Filter the listing below, keeping every line that contains the word "railing" and copying each one out. Letter case counts.

Items listed in a dataset:
::::::::
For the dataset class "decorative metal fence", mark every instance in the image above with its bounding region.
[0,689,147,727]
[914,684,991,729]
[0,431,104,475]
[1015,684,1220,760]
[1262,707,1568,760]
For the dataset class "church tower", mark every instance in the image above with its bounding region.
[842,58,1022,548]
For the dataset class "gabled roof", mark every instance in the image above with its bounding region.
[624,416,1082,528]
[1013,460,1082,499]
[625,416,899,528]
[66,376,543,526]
::::::::
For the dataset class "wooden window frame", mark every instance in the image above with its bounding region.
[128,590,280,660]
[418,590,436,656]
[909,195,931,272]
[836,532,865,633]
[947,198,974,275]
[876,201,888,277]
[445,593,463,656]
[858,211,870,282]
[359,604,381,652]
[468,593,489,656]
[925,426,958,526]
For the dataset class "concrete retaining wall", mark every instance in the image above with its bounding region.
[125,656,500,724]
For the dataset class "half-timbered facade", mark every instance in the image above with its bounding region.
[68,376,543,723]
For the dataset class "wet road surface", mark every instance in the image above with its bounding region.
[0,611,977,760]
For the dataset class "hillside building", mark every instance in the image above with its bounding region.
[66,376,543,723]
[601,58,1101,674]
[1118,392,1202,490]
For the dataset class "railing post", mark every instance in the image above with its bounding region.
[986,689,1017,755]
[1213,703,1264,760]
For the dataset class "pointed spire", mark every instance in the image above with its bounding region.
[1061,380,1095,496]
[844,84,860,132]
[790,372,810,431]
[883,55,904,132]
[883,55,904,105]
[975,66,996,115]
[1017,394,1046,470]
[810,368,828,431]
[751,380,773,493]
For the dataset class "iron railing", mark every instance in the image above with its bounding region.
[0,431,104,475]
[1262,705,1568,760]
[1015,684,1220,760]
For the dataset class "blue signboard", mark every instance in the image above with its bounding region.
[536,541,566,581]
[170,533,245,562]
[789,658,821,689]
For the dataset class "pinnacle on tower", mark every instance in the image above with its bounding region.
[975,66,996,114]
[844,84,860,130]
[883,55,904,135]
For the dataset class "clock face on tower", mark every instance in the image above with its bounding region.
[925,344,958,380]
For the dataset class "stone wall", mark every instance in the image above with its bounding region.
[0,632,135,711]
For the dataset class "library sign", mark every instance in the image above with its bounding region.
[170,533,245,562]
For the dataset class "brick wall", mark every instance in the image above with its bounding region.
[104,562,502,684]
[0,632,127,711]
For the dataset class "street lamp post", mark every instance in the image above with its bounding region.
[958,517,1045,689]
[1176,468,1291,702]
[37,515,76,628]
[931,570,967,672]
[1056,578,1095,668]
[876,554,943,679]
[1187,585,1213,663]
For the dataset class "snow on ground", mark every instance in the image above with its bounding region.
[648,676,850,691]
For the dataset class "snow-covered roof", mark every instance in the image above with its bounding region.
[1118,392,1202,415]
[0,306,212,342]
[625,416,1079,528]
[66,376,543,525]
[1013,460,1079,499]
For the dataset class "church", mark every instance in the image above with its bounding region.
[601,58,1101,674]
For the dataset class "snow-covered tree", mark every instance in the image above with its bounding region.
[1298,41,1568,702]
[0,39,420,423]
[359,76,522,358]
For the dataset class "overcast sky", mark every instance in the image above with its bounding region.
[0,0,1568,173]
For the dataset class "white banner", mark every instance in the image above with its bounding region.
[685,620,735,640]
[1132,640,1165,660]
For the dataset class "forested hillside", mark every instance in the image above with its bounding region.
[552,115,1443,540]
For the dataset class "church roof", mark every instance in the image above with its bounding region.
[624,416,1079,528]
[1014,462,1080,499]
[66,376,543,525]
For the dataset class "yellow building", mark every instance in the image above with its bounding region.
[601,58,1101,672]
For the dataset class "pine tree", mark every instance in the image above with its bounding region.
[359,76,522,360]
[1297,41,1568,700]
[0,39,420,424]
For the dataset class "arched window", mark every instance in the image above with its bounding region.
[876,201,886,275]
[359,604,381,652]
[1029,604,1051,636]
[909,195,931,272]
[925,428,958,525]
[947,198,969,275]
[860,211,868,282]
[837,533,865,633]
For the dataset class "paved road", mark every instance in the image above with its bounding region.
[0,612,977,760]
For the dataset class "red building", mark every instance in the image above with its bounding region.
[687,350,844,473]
::::::::
◆ Full output
For the dataset class "railing post", mark every instance in the image above with its bounding region.
For the dataset class "iron railing", mark every instance in the image above with its bounding region.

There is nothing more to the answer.